## Start Supplied data

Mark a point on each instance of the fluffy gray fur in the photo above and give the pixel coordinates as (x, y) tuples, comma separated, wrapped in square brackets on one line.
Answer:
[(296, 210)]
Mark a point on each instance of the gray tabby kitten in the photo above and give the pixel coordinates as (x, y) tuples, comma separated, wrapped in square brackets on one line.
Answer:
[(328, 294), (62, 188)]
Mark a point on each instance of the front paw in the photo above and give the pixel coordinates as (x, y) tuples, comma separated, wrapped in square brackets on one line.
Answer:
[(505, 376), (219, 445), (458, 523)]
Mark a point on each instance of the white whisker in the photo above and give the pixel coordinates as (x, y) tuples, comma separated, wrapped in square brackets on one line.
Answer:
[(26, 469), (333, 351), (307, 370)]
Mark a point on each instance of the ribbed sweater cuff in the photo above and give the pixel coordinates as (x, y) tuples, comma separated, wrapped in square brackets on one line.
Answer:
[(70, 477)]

## End Supplied data
## Start Supplied data

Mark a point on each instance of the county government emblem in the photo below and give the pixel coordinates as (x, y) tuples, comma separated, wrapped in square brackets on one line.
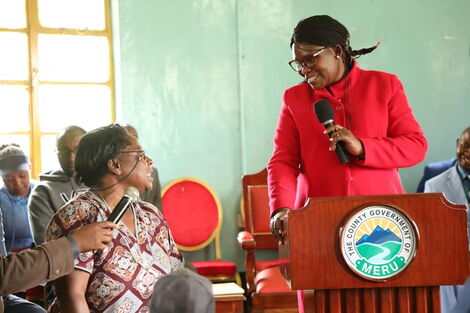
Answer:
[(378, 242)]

## End Supplied data

## Directive
Report every line of the records above that contains the string "pixel", copying each one in full. Matching is case-sensitive.

## Complete answer
Mark a point on each instance of the fluffy gray fur in the photo above and give the pixel coordinates as (x, y) tuples, comma separated, wrapped in square brackets on one line.
Mark a point on each instance of the gray tabby kitten in the photo above and give the pixel coordinates as (x, y) tuples, comma separated, wrapped in square brackets on one line.
Mark a point on each instance of the front paw in the photo above and give the pixel coordinates as (x, y) tuples, comma separated, wrapped in square brackets on one line.
Mark a point on each instance of the white whisker in the photo above and give the pixel coordinates as (x, y) tuples, comma separated, wrapped in square brackets on one line.
Mark a point on each instance of the ribbed sweater cuff in the photo above and give the pixel coordinates as (x, y) tuples, comma separated, wrapped in square brackets on one line.
Mark a point on each instance of the county government emblem in the photo below and give the pixel coordinates as (x, y) tuples, comma separated, wrapped in square brackets on one line.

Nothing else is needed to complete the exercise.